(HOW TO COMPLETE THIS TASK) Reproduce the stretch of the article on the WHO coronavirus investigation from "Scientists from the" through "of their research.", word for word.

---------- EXCERPT

A Chinese scientist may have started the pandemic after being infected with coronavirus while collecting bat samples, the head of the World Health Organisation's investigation has said.
In a documentary released this week by the Danish television channel TV2, Dr Peter Embarek said it was a "likely hypothesis" that a lab employee could have picked up the virus while working in the field.
Scientists from the Wuhan Institute of Virology were known to be working on bat coronavirus at labs in the city, but China has been uncooperative in providing details of their research.
Embarek said WHO investigators were forced to conclude that a lab leak was "extremely unlikely" in their official report to avoid further arguments with the Chinese.
He said the team had come to an "impasse" with China, which would only allow a lab leak scenario to be included in the report if there were no recommendations to look further.
"My counterpart agreed we could mention [the lab leak scenario] in the report under the condition that we wouldn't recommend specific studies of that hypothesis. We would just leave it there."
Asked whether the Chinese would have agreed to the report without the scenario being labelled "extremely unlikely", Dr Embarek said: "That would have probably demanded further discussion and arguments for and against I didn't think it was worth it."
However, Embarek said it was possible that a lab employee may have been infected in the field.
"We consider that hypothesis a likely one," he added.
Peter Ben Embarek, Danish researcher on WHO-led probe into covid origins, says Chinese colleagues blocked lab-leak theory - The Washington Post https://t.co/gEaIc6QhOu
Pressure is growing on China to release documentation of work at laboratories in Wuhan and allow a thorough investigation.

--------------------
---------- ENTRIES SUPPLIED

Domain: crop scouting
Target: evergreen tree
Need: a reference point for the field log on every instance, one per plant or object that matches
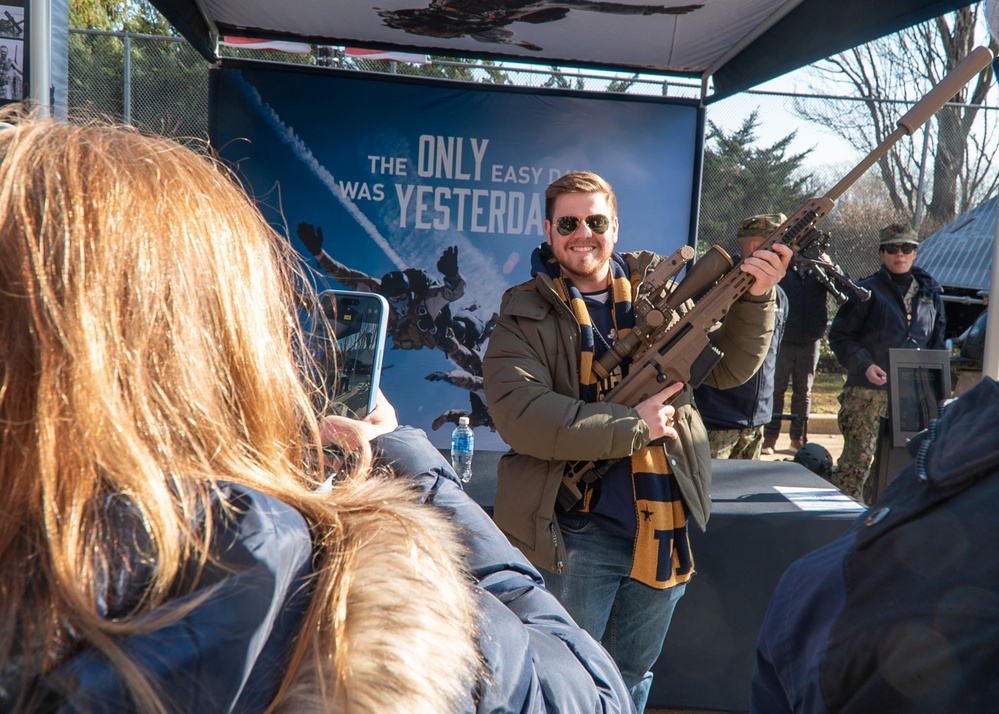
(741, 180)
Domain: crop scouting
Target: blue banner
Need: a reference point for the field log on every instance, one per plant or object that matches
(392, 179)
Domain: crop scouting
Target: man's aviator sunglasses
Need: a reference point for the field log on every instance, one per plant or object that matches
(893, 248)
(567, 225)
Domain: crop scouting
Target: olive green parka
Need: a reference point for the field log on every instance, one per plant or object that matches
(531, 370)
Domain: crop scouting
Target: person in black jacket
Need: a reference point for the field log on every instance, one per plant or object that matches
(735, 417)
(169, 540)
(905, 310)
(798, 358)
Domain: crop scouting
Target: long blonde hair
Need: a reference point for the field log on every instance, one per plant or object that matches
(150, 346)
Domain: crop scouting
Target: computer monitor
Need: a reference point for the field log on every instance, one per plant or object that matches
(918, 382)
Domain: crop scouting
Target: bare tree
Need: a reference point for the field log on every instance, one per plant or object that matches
(889, 75)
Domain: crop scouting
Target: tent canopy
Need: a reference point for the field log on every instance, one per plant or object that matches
(736, 44)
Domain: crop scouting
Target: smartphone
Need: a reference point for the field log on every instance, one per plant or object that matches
(349, 344)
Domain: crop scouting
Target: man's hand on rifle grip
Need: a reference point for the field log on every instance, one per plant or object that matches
(768, 267)
(658, 415)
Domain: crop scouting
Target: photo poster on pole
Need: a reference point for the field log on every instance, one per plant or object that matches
(13, 51)
(398, 171)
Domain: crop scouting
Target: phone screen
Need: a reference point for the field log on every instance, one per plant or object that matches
(348, 346)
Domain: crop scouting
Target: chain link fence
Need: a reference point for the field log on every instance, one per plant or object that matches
(160, 84)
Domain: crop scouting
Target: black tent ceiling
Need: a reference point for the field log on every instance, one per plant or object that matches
(735, 43)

--------------------

(COMPLETED TASK)
Scientists from the Wuhan Institute of Virology were known to be working on bat coronavirus at labs in the city, but China has been uncooperative in providing details of their research.